> **Goal**
Take up the wiki text below on Cyber website projects and carry it on from its final sentence.

Development of Cyber websites' content, most likely, consumes the most of website development time. Since the websites shall reflect the actual situation, the website content shall be periodically updated even when the website is already up and running.
The other, not for the general public, contents include key words for search engine optimization (SEO) and other technical texts.

Design projects

For the purposes of this very wikipage, design projects refer to the website projects that are undertaken to develop graphical appearance for Cyber websites. Creation of certain images or audiovisuals that are used in website contents is a part of the Content projects.
Web design is essential for every website generally and Cyber website particularly. By its definition, development of web design is creative; design-developing Contractors shall be hired on a per-hour basis. At the Cyber, web design projects can be undertaken to develop a single webpage section, especially a main one.
At the Cyber, designs are divided in graphic designs and UX designs. Graphic designers shall normally be hired to achieve webpage esthetics; UX designers shall work on great user experience with the page. The work outputs of one designer shall be given to another designer until both agree that the webpage section they work on is both graphically and UX acceptable.
Deliverables of design projects are pixel-sharp product depictions of one or more webpage sections. After the Customer's approval, they shall be used as inputs to the Website as one product developments. In order to store the deliverable files at CNM Repo, the Contractors who work on the designs need to have proper access.

> **Recorded information**
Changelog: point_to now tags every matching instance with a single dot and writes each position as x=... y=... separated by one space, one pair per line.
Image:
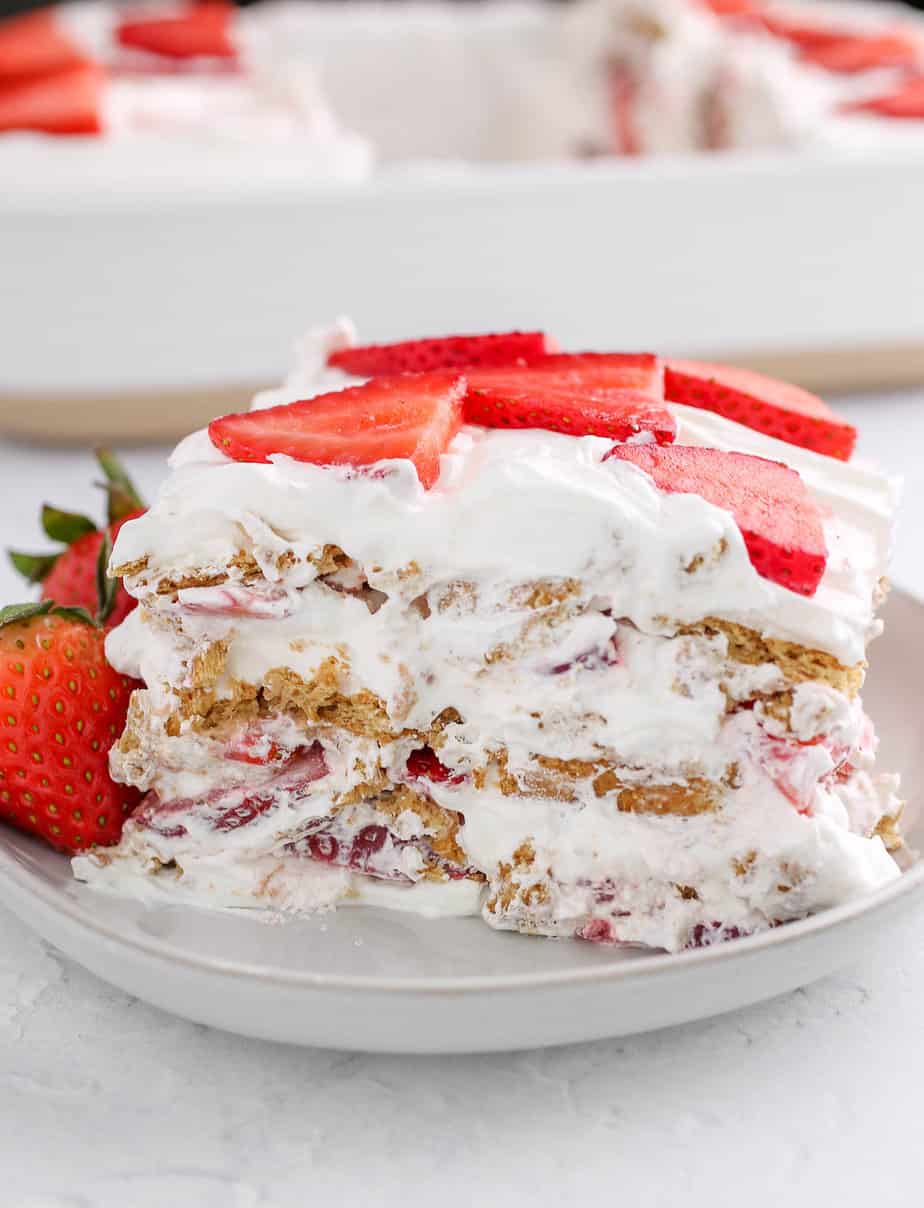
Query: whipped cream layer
x=518 y=505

> **Answer to this exercise**
SEO projects

For the purposes of this very wikipage, SEO projects refer to the website projects that are undertaken to develop and manage search engine optimization (SEO) for Cyber websites. Cyber's SEO efforts aim to generate traffic of those people who look for apprenticeship, entry-level job, internship, hands-on training, high-school student job, professional orientation, sysadmin job, and other Cyber services to the Cyber websites.
SEO efforts belong to competitive marketing; various actors on the market try to emerge in search engine results as high as possible. Since Google search engine is dominant; SEO can be viewed as competition over Google ratings. SEO can also be considered as a part of information architecture.
Results of SEO projects are published at CNM Wiki; CNM System Administrators use those results to update the actual website protocols.

Software projects

For the purposes of this very wikipage, software projects refer to the website projects that are undertaken to develop software that powers Cyber websites.
  1. CMS-based. Primarily, this software represents a content management system (or CMS). Cyber websites normally use CNM WordPress under their hood. In the past, the Team have also used other content management systems such as Drupal and Joomla. If the need emerges, some considerations can also be given to Ghost, Grav, and Jekyll.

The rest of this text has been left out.